Origins in Texts[edit]

Quran[edit]

2:229 "Divorce is twice. Then, either keep [her] in an acceptable manner or release [her] with good treatment. And it is not lawful for you to take anything of what you have given them unless both fear that they will not be able to keep [within] the limits of Allah . But if you fear that they will not keep [within] the limits of Allah , then there is no blame upon either of them concerning that by which she ransoms herself. These are the limits of Allah , so do not transgress them. And whoever transgresses the limits of Allah - it is those who are the wrongdoers."

4:128 "And if a woman fears from her husband contempt or evasion, there is no sin upon them if they make terms of settlement between them - and settlement is best. And present in [human] souls is stinginess. But if you do good and fear Allah - then indeed Allah is ever, with what you do, Acquainted."

65:4 "...And for those who are pregnant (whether they are divorced or their husbands are dead), their iddah (prescribed period) is until they deliver (their burdens)..

Hadith[edit]

The most well known story that references khula and serves as the basis for legal interpretations is the story of Jamilah, the wife of Thabit ibn Qays:[3]

Narrated Ibn 'Abbas: The wife of Thabit bin Qais came to the Prophet and said, "O Allah's Apostle! I do not blame Thabit for defects in his character or his religion, but I, being a Muslim, dislike to behave in un-Islamic manner if I remain with him." On that Allah's Apostle said to her, "Will you give back the garden which your husband has given you as Mahr?" She said, "Yes." Then the Prophet said to Thabit, "O Thabit! Accept your garden, and divorce her once."[4]

".. When Rabia bint Masood obtained Khula from Thabit, the prophet asked her to wait until one menstrual cycle before she could go to her home". (An-Nissai, Abu Daud, Tirmidhi)

Stored rows:
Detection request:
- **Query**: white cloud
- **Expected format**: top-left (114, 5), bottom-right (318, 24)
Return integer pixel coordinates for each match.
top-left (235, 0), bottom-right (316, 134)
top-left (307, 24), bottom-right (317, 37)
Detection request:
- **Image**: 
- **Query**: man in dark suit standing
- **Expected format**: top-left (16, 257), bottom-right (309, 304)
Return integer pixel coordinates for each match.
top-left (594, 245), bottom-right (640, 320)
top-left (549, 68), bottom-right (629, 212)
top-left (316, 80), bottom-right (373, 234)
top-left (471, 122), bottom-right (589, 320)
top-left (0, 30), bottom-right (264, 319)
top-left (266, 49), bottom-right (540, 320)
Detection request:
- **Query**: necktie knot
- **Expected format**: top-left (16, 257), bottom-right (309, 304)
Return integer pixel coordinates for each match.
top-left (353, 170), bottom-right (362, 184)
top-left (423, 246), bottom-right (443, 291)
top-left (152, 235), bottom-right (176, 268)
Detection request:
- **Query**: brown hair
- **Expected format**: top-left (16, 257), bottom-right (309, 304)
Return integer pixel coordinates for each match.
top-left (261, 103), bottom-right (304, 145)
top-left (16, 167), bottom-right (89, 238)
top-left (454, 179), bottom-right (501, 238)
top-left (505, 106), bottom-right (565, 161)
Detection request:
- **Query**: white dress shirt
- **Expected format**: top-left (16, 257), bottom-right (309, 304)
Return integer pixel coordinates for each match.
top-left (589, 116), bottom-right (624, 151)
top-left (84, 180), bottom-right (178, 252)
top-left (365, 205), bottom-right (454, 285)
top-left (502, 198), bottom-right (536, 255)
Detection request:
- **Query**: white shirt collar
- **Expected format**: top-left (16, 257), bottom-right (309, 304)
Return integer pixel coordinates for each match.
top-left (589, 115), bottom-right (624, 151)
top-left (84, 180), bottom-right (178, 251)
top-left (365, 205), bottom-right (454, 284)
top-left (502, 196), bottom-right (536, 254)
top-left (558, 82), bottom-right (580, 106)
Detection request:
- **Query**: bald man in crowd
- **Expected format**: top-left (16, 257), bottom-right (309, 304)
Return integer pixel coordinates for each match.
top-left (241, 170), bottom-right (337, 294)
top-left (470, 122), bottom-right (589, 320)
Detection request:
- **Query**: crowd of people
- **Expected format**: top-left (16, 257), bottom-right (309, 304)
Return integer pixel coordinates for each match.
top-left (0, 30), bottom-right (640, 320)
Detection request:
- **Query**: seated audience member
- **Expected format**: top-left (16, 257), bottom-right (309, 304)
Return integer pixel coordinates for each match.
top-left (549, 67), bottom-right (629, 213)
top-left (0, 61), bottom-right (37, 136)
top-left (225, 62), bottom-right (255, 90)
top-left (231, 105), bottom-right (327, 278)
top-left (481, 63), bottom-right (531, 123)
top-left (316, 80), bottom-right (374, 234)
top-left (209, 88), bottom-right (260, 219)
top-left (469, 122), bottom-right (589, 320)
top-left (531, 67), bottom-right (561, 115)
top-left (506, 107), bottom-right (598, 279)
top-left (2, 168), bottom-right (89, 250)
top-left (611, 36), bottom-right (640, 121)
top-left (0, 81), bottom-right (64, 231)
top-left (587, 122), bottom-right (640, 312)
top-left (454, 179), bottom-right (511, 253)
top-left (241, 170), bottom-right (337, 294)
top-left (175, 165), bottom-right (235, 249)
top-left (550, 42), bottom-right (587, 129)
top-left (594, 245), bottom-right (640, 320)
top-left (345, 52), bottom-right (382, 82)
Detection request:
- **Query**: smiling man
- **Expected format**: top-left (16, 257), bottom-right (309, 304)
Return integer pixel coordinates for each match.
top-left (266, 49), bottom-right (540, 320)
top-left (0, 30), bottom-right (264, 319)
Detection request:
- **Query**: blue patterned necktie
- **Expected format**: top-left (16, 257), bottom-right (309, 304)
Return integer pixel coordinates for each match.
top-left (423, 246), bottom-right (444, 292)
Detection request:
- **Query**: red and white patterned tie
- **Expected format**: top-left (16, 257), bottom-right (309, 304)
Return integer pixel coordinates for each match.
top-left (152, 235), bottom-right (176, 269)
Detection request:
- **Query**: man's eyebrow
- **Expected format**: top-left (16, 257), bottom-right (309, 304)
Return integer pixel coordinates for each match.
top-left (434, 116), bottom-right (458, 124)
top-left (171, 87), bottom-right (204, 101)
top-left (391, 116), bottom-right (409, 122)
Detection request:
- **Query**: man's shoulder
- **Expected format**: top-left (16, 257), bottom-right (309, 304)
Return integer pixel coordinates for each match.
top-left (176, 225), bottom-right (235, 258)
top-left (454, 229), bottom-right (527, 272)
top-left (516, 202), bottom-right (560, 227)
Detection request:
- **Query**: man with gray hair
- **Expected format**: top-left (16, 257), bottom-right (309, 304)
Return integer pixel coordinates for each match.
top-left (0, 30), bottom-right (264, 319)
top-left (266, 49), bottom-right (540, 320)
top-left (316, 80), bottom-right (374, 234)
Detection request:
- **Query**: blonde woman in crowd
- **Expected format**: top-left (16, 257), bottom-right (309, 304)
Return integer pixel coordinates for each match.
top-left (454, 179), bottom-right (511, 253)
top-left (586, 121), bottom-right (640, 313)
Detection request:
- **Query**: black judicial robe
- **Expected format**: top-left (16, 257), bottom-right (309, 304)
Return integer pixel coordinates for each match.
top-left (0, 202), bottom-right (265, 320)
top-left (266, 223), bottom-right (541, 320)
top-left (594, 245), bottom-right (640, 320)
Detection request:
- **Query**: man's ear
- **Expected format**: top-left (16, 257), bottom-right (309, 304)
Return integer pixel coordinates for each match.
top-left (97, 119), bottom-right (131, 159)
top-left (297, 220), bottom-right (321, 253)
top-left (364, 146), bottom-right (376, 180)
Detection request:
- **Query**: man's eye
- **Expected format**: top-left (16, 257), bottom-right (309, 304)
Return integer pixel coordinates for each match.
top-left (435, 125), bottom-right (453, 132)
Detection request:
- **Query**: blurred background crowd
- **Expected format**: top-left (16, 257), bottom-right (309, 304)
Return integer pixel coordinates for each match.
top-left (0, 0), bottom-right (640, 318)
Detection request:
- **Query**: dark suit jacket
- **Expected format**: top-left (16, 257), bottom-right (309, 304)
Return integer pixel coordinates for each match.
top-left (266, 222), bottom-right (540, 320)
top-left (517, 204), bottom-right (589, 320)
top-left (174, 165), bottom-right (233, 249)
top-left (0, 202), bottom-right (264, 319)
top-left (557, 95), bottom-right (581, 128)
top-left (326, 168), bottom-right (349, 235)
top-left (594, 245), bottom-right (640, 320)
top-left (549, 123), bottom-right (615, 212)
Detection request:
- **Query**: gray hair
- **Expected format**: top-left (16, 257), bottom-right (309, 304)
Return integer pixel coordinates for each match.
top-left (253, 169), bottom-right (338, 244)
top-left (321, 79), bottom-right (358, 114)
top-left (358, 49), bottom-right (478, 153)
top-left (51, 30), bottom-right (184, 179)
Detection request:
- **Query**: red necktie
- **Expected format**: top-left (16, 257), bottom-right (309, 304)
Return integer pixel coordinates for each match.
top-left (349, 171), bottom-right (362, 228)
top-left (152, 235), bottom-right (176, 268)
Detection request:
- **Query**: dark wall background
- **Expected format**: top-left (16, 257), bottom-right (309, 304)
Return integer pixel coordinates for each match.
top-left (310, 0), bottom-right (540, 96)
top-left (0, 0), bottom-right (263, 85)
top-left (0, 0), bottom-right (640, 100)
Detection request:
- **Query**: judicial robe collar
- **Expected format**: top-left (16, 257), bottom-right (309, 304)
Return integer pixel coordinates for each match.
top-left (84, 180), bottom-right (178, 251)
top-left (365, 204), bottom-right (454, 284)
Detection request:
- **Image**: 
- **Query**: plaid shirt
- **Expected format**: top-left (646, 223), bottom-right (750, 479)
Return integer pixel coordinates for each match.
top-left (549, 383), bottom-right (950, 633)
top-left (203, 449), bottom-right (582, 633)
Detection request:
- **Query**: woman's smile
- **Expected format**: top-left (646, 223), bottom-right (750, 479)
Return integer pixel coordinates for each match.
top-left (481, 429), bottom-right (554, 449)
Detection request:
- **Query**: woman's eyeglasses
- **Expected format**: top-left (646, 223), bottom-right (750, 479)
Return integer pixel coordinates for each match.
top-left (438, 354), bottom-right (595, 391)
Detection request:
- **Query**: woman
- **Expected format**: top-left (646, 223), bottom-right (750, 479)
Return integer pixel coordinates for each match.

Stated exercise A: In the passage on khula, what did the Prophet ask the wife of Thabit to give back?
Stated exercise B: Rewrite the part of the khula passage starting at "Hadith[edit]" and ending at "Abu Daud, Tirmidhi)", putting "orchard" in place of "garden".

Final result A: The garden her husband had given her as Mahr.

Final result B:
Hadith[edit]

The most well known story that references khula and serves as the basis for legal interpretations is the story of Jamilah, the wife of Thabit ibn Qays:[3]

Narrated Ibn 'Abbas: The wife of Thabit bin Qais came to the Prophet and said, "O Allah's Apostle! I do not blame Thabit for defects in his character or his religion, but I, being a Muslim, dislike to behave in un-Islamic manner if I remain with him." On that Allah's Apostle said to her, "Will you give back the orchard which your husband has given you as Mahr?" She said, "Yes." Then the Prophet said to Thabit, "O Thabit! Accept your orchard, and divorce her once."[4]

".. When Rabia bint Masood obtained Khula from Thabit, the prophet asked her to wait until one menstrual cycle before she could go to her home". (An-Nissai, Abu Daud, Tirmidhi)